■ Information provided ■
——————

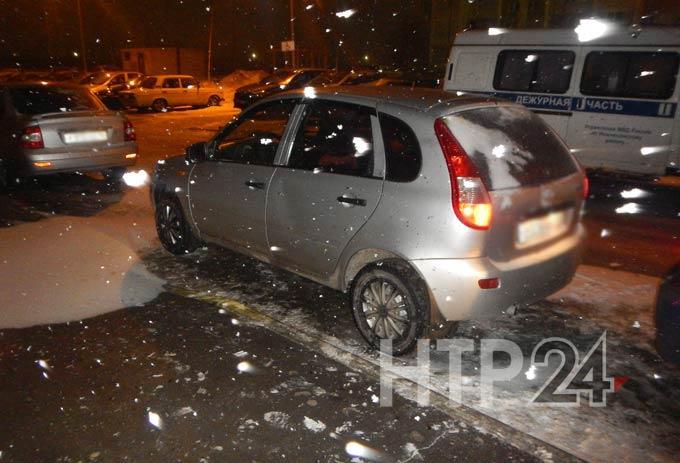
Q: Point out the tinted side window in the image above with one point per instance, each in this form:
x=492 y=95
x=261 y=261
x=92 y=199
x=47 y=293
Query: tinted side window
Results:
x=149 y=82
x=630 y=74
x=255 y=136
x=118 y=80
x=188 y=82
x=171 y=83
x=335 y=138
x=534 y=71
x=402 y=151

——————

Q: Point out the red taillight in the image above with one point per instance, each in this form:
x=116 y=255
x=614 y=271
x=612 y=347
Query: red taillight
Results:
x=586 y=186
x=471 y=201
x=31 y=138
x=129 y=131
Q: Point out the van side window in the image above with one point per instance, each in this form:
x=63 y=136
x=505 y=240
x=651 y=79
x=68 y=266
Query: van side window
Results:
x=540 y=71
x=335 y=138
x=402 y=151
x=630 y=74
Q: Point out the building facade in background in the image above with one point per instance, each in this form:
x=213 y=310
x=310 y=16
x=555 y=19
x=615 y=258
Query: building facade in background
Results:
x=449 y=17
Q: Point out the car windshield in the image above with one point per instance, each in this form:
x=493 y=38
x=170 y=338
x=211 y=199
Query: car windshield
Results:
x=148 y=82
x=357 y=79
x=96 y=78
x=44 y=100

——————

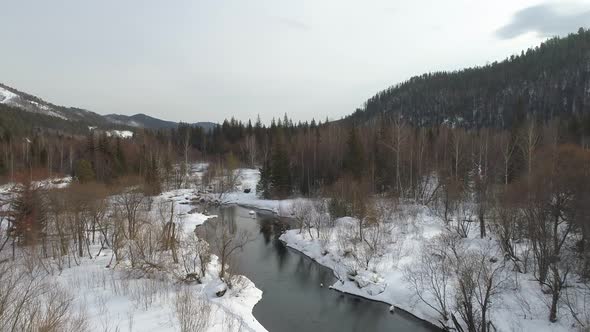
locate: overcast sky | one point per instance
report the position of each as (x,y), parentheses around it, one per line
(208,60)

——————

■ Exercise brief ■
List every line of the material above that contains the string "taillight", copying each line in full. Count a line only if the capitalization matches.

■ Correct output ■
Q: Point out the red taillight in the image above with one point per instance, each in this form:
Query: red taillight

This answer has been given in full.